• [WORK TO COMPLETE]: Reproduce the entries below word for word, from the line containing "field in the photo above." through the end of the entries. Leave the pictures out.

** START AVAILABLE DATA **

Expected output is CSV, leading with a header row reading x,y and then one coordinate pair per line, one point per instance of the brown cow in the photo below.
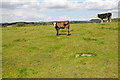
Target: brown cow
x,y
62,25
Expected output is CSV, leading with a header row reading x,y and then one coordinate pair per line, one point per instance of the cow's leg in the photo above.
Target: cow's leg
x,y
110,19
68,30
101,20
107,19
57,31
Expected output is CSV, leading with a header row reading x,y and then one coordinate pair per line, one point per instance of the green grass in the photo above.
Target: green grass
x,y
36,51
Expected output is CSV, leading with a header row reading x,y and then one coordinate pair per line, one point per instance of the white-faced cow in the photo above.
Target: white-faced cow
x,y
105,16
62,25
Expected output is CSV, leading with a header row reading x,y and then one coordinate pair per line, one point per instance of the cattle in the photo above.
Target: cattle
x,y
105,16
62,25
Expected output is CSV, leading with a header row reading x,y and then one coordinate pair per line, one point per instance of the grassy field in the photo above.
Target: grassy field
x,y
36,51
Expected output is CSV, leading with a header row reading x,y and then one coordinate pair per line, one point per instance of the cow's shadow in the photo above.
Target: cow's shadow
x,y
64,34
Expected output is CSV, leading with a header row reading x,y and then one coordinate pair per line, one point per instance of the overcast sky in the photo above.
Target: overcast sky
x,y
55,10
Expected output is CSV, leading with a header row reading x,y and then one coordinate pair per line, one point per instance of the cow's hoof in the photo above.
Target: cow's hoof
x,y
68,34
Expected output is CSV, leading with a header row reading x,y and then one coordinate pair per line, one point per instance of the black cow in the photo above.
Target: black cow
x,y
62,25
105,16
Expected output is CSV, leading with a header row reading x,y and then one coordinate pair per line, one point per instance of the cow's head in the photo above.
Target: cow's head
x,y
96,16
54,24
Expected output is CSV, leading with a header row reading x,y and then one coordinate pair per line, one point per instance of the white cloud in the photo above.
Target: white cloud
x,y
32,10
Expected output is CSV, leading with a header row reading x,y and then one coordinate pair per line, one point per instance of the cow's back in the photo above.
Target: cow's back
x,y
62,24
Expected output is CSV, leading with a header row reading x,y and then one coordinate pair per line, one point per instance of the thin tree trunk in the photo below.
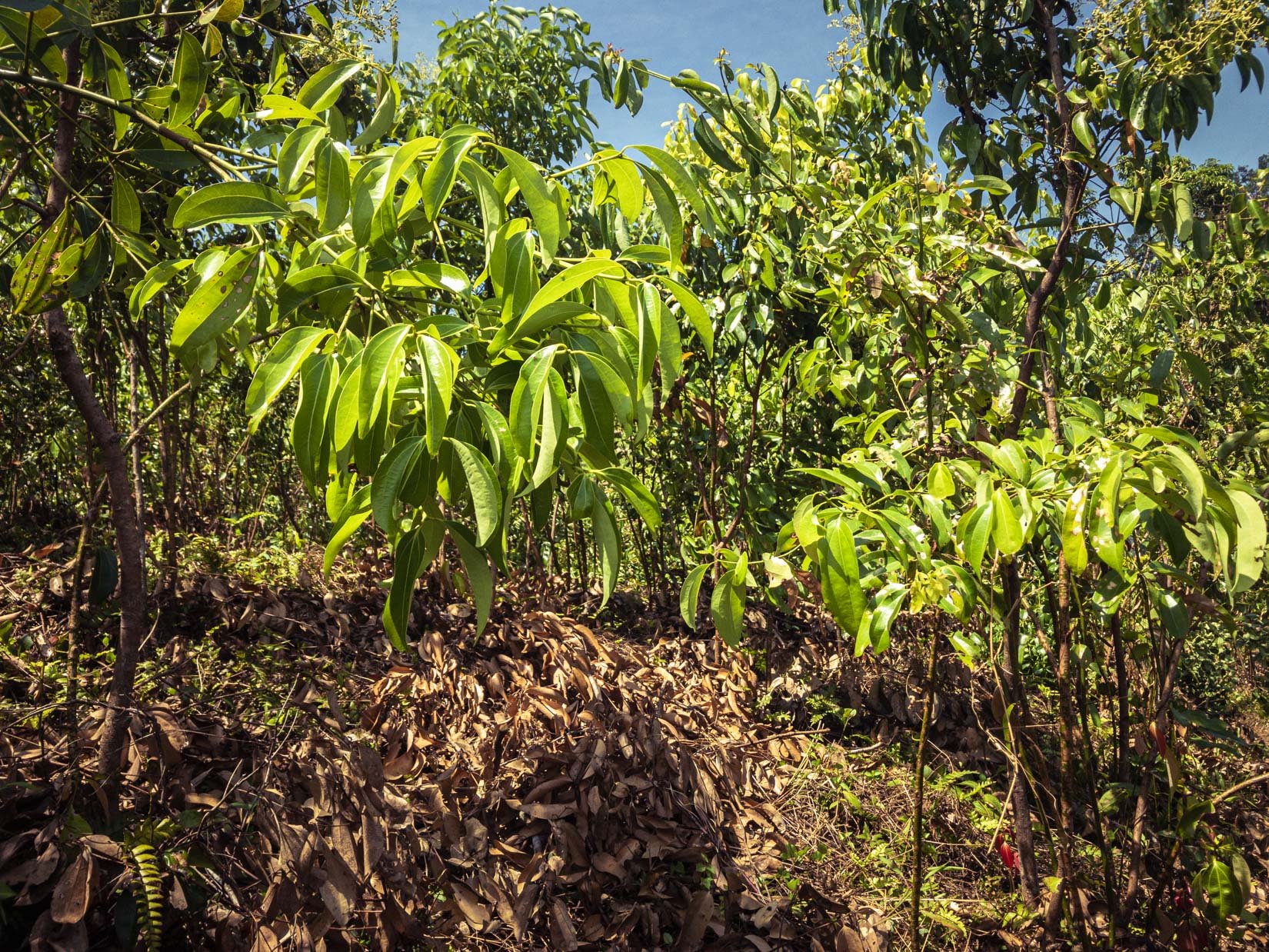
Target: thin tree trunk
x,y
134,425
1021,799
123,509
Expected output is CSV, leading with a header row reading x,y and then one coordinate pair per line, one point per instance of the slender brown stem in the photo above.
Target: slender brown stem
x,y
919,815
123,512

** END AVAILABLE DATA **

• [TASK SOLUTION]:
Expected output is CSV, leading with a header row reading x,y and then one coordinate pair per line, one point per instance of the grassy field in the photo above.
Target: grassy field
x,y
36,51
Expected output is CSV, leading with a header row reading x,y and then one coordinate pair per line, one point per instance of the cow's shadow in the photo above.
Target: cow's shadow
x,y
64,34
Expected output is CSV, leading with a header row reading x,y and then one coordinate pair per line, one point per instance of the overcast sky in the photo above.
Target: overcast sky
x,y
55,10
Expected output is CSV, leading with a header row reading x,y and then one coordinate pair per line, one point per instance of the cow's hoof in the photo above.
Target: cow's hoof
x,y
68,34
Expected output is CSV, leading with a header row reading x,y and then one coordinate pair per line, one point per instance of the black cow in the photo above.
Target: black cow
x,y
62,25
105,16
Expected output is CSV, leading with a header row reading x,y and then one coordinate pair per line, one point per instance of the cow's head in the photo above.
Target: cow's head
x,y
96,16
54,24
Expected output is CSV, leading with a header row reading x,y and then one coordinate pair per line, one point per instance of the white cloud in the photo above.
Target: white cloud
x,y
32,10
Expected output is CSV, leading with a header row reading x,y and then one coordinate pair per line, one point per instance of the cow's back in the photo above.
Target: cow's back
x,y
62,24
Expected output is CSV, leading with a header row reading x,y and then one coordinate pair per line, one point per instance of the thin tree trunk in the photo below.
Target: thin tree trunk
x,y
134,425
1021,799
123,509
Expected output is CSV, leading with a header row reading x,y and then one coordinate pair per line, one point per instance of the slender brown stem in the photo above.
Target: slender brown stem
x,y
919,815
123,512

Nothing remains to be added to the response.